ABOUT THIS EXERCISE |
List every line below containing "overcast".

Point localization data |
+---+

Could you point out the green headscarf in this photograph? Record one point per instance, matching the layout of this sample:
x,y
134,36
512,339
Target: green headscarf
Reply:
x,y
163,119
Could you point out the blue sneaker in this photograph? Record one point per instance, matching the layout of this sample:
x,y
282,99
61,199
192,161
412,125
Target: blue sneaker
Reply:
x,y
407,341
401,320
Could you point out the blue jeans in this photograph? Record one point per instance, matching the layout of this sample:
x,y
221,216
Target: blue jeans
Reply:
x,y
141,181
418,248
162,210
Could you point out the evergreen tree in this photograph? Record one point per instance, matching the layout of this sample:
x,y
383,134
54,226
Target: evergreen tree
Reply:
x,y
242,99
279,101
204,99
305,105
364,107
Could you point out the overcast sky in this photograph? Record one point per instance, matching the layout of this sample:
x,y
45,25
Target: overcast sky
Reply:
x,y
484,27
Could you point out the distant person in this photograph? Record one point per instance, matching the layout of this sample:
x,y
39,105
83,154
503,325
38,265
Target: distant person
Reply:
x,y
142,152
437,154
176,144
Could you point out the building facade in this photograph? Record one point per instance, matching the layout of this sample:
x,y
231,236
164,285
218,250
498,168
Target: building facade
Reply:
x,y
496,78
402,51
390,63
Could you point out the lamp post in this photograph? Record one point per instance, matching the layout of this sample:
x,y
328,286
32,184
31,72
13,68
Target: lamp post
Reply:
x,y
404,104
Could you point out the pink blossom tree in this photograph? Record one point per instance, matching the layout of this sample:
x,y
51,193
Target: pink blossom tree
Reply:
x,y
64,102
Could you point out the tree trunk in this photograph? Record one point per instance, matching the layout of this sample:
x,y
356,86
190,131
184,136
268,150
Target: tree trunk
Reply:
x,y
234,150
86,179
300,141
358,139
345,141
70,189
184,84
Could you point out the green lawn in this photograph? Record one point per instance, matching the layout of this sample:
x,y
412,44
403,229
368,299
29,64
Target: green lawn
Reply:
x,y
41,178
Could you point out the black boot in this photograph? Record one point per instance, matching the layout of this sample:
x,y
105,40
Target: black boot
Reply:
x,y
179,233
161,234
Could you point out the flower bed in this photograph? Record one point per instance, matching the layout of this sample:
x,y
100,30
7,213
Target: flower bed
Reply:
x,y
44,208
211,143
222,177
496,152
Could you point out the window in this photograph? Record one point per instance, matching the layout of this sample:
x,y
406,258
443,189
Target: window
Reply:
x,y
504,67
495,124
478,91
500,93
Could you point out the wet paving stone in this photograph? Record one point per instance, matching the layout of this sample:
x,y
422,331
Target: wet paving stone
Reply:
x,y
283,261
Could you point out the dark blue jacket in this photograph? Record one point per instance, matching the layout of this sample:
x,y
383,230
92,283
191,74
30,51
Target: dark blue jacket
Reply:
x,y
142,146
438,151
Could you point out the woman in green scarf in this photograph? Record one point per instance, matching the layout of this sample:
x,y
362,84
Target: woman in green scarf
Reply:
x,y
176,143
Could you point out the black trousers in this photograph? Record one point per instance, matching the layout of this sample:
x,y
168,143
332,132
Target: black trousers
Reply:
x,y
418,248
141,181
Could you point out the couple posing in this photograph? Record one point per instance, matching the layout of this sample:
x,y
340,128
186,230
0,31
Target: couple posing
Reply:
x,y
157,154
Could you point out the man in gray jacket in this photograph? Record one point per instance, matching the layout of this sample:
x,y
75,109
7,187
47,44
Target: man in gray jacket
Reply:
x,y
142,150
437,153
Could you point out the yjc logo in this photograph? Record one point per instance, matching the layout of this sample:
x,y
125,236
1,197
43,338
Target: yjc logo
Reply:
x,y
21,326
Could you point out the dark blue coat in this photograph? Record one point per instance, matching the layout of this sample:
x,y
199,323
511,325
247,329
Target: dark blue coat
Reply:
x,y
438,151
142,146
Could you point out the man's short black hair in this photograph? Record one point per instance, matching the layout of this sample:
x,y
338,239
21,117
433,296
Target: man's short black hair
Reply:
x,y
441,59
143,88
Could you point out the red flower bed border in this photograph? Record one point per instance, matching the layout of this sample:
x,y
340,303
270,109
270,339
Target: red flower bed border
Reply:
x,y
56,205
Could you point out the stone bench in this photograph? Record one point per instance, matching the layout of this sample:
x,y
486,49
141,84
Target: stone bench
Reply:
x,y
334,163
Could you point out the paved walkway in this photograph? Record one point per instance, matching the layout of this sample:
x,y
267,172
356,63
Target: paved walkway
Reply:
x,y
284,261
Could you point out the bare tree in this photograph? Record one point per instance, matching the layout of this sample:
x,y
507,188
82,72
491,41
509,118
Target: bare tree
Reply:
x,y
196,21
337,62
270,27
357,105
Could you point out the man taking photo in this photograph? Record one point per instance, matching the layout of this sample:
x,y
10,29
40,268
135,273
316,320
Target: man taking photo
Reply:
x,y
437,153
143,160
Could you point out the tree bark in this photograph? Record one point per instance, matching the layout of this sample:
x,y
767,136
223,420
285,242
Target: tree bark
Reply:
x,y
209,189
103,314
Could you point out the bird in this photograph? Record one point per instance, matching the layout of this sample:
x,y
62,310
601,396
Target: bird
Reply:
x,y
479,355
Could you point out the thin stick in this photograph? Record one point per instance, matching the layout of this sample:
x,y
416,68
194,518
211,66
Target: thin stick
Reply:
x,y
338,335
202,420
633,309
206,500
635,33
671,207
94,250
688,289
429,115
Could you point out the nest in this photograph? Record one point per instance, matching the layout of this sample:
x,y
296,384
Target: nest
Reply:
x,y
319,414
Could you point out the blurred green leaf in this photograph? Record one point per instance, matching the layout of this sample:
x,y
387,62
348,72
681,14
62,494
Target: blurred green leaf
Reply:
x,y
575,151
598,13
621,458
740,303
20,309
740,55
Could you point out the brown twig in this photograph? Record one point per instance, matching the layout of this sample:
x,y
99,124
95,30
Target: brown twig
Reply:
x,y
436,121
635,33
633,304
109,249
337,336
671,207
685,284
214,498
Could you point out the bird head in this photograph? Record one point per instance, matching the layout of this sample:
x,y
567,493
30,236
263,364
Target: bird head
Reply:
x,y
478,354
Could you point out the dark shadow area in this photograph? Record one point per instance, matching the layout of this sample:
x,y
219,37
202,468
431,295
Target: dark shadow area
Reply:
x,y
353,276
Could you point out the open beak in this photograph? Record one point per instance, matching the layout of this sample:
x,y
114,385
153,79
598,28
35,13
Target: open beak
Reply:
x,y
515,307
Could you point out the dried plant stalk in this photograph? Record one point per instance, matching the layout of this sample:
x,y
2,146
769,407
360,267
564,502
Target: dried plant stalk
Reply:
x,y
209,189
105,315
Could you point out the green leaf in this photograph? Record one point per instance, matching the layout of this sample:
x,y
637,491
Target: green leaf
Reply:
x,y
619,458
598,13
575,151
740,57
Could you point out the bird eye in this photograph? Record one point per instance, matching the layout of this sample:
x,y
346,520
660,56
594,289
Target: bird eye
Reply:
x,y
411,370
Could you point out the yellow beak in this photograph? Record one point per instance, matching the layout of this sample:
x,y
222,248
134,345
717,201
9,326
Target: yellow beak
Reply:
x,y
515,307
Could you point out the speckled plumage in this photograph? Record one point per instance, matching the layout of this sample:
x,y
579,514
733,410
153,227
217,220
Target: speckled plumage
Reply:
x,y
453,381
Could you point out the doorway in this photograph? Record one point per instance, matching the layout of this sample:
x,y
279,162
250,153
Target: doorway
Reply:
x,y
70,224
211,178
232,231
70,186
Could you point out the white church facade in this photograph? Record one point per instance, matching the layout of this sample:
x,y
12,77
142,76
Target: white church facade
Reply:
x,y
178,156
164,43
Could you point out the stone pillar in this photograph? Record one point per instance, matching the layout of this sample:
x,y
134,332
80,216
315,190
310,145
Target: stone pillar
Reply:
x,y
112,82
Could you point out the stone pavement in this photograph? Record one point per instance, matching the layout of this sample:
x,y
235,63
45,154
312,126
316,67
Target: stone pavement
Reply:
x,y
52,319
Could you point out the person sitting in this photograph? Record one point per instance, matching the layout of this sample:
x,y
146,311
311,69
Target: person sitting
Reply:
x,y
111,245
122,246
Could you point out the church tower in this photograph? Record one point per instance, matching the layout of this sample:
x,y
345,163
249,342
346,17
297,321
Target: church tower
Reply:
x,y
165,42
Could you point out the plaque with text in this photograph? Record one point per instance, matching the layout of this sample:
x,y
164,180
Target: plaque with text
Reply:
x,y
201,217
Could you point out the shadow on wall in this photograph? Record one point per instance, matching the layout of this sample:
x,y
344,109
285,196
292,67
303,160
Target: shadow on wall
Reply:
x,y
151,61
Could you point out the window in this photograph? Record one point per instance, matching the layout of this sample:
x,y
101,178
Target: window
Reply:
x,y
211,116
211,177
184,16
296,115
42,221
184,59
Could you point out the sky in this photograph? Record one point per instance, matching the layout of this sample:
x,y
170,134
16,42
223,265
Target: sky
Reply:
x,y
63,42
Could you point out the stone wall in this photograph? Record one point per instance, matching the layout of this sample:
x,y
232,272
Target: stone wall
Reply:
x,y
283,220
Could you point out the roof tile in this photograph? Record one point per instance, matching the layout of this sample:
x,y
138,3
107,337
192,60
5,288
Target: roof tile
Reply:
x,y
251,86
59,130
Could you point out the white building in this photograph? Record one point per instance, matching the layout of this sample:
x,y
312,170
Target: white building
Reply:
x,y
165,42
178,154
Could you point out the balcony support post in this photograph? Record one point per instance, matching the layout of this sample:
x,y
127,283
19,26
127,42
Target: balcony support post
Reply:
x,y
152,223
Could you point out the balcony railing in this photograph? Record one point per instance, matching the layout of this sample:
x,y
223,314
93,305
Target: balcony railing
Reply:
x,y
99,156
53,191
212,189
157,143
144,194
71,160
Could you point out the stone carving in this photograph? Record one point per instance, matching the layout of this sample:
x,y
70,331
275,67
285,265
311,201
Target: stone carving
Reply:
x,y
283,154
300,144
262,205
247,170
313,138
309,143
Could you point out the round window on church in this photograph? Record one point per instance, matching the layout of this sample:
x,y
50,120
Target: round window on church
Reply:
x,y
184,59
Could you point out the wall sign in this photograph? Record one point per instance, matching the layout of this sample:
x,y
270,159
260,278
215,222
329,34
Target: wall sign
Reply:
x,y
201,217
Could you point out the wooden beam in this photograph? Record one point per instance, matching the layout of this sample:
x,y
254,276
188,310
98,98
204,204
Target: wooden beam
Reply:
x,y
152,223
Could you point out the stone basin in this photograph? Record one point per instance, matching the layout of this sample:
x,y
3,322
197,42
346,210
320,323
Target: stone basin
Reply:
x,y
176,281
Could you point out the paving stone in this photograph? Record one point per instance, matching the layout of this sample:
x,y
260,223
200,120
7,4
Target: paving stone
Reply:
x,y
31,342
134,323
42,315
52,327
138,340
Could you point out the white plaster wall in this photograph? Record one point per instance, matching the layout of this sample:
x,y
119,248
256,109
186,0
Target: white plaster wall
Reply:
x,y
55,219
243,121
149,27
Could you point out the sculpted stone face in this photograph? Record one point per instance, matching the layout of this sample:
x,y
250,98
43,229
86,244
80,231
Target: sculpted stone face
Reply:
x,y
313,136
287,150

+---+

TASK RESPONSE |
Could you point out the overcast sky in this photograph? Record one point per instance, matching the layout of this sample:
Target: overcast sky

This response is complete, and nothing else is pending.